Look below for the line containing "Exercise. Identify every instance of the potted". Output it and each remaining line of the entries exactly, and nothing else.

==== Given information

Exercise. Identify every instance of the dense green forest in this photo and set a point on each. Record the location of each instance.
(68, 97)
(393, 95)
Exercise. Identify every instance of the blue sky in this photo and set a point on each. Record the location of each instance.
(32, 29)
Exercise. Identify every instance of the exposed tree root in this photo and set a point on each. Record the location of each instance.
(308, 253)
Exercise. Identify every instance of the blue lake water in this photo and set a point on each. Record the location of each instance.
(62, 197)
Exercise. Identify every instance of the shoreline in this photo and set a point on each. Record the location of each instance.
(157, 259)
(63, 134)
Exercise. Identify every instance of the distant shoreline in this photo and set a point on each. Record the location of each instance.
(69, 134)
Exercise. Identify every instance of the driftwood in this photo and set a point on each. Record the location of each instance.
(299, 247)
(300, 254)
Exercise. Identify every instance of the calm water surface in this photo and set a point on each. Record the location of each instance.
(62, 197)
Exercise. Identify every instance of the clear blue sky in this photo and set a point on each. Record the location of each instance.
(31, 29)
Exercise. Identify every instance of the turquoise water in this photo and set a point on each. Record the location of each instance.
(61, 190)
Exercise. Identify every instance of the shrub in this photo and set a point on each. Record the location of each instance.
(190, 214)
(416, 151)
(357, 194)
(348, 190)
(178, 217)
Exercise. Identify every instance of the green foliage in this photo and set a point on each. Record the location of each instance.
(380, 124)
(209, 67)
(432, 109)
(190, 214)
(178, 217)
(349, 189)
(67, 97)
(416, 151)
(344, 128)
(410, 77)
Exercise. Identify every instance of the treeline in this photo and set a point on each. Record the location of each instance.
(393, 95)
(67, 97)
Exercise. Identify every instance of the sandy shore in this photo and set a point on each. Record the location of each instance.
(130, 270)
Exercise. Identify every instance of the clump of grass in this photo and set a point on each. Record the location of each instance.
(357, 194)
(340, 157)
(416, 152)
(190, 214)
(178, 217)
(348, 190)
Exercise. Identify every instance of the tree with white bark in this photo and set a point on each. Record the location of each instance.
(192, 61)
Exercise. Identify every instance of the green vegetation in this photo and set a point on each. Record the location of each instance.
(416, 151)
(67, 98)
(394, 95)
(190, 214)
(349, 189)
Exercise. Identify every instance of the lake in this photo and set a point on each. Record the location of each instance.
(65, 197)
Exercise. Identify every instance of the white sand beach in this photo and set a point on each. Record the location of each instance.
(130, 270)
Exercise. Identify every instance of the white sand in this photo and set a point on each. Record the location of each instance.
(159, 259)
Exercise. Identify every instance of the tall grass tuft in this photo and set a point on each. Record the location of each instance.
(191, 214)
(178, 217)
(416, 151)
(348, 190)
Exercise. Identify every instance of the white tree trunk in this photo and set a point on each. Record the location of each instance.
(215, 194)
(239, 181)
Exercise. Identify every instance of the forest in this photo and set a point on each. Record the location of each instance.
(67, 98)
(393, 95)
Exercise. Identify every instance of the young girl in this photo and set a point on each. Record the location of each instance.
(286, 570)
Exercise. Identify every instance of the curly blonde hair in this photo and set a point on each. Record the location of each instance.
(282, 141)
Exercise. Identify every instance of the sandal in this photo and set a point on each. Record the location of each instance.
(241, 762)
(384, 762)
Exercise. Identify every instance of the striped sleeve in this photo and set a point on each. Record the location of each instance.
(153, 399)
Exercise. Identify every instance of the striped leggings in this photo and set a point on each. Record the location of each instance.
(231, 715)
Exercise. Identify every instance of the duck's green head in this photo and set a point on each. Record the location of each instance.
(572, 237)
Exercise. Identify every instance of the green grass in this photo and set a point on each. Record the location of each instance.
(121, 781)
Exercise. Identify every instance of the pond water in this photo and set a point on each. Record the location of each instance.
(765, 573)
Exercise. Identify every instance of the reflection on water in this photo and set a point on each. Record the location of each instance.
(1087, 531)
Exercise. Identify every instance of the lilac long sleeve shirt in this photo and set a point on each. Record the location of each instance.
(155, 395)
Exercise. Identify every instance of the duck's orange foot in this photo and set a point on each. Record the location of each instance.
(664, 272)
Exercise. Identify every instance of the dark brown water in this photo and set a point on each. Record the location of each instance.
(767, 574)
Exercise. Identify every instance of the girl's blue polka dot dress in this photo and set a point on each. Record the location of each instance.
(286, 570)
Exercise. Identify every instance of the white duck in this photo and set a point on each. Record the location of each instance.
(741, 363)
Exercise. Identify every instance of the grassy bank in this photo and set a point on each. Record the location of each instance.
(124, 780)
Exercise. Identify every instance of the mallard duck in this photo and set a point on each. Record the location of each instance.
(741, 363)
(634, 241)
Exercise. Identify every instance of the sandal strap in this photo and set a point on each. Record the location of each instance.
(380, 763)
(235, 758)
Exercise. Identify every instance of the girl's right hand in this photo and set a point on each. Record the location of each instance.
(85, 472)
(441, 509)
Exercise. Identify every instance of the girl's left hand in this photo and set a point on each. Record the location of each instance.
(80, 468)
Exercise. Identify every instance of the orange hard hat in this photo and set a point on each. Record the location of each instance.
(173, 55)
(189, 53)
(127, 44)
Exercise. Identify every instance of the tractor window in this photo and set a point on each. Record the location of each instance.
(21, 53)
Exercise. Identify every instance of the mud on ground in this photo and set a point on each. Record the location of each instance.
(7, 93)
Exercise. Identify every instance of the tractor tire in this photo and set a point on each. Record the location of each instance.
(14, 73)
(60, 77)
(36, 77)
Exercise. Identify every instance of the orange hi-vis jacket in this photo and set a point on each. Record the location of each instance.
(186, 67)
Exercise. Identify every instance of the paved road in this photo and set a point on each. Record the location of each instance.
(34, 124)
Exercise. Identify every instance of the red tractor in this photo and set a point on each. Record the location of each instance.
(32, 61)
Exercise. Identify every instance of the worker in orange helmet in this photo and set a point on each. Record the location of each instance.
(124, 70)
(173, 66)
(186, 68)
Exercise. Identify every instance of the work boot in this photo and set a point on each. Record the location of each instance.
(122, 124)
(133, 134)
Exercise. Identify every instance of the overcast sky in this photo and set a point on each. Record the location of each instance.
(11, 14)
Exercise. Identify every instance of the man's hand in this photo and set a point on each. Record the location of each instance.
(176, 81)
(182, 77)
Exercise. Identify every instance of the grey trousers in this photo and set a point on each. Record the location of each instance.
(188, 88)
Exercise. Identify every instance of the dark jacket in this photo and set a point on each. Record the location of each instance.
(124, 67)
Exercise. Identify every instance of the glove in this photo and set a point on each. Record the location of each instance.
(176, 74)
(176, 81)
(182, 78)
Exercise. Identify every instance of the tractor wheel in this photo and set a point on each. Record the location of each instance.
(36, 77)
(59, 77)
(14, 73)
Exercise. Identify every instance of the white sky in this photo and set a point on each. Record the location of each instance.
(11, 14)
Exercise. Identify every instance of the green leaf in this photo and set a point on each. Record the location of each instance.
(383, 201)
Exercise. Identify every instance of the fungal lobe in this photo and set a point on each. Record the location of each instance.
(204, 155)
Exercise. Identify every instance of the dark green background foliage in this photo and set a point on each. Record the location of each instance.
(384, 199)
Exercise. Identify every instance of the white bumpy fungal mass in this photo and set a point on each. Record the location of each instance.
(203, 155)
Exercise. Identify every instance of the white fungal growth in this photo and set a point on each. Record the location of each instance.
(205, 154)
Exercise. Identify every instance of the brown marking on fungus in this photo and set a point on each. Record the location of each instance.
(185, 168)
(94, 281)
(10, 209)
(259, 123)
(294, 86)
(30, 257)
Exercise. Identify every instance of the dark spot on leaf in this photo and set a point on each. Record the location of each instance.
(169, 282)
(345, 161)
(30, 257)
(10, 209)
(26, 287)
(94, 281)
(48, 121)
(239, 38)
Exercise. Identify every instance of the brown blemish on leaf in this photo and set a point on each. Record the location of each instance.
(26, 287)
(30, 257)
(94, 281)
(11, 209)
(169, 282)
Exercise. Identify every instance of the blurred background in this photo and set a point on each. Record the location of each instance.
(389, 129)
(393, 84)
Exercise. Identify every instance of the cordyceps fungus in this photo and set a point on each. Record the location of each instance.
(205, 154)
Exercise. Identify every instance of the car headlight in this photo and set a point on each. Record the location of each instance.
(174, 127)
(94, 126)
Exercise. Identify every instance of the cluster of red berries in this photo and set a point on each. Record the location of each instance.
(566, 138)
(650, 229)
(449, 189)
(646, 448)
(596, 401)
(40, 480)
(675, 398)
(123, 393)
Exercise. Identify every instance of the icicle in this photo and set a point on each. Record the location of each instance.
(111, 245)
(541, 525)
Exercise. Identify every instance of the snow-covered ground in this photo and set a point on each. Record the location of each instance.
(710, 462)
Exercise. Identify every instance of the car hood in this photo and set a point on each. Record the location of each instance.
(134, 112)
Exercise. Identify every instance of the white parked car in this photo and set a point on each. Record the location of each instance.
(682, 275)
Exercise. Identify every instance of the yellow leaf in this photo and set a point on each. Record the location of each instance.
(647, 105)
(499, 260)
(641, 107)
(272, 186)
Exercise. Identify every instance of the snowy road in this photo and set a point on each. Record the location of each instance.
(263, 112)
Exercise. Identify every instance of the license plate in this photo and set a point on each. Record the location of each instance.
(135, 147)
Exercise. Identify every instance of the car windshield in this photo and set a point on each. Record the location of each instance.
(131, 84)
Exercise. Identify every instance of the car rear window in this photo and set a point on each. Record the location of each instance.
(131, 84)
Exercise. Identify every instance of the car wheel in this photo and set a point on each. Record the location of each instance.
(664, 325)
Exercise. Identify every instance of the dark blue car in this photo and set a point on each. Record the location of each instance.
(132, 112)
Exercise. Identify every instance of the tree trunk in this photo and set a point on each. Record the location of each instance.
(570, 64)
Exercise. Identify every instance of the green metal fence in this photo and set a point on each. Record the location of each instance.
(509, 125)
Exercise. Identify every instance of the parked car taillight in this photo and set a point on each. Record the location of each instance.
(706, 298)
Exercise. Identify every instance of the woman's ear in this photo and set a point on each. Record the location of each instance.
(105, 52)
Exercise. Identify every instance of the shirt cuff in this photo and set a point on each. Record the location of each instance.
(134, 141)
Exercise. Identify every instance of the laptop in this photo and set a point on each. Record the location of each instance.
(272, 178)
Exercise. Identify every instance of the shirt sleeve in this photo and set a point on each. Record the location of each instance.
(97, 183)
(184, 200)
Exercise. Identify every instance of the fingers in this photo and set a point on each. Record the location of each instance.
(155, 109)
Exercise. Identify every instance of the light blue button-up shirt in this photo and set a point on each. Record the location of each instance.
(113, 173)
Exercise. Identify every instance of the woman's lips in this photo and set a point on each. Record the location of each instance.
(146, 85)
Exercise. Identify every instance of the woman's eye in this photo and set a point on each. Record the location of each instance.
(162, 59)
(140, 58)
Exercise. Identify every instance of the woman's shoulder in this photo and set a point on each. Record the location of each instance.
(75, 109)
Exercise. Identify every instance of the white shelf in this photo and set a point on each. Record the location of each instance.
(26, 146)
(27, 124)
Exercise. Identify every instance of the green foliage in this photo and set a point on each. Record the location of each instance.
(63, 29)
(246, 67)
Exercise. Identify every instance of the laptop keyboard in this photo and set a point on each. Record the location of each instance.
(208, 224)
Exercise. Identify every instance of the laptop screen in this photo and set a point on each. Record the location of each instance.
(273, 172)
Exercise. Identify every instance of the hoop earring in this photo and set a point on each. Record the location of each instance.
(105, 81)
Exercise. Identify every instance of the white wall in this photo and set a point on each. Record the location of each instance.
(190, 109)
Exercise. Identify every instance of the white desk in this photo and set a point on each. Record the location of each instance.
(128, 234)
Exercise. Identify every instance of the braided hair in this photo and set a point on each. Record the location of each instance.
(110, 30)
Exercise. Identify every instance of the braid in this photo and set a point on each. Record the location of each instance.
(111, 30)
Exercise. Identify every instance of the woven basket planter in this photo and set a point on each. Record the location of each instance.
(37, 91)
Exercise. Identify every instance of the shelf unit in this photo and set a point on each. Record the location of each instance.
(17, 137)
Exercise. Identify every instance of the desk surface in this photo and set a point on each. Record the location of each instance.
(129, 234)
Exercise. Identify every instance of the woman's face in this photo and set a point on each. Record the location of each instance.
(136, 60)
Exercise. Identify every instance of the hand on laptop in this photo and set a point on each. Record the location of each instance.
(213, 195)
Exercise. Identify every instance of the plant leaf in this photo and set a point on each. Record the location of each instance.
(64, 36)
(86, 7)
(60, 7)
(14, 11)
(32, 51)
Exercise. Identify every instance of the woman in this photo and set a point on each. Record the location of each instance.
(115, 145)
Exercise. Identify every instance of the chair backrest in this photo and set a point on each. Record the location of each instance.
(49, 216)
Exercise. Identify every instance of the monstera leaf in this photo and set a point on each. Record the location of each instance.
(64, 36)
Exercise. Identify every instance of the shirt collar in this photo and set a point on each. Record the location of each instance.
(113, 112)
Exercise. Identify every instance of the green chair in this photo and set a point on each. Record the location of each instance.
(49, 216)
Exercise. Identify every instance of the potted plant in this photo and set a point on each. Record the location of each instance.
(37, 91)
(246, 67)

========

Finished exercise -
Exercise. Identify every instance of the potted plant in this photo and set a point on each. Record the location of each instance.
(37, 91)
(246, 67)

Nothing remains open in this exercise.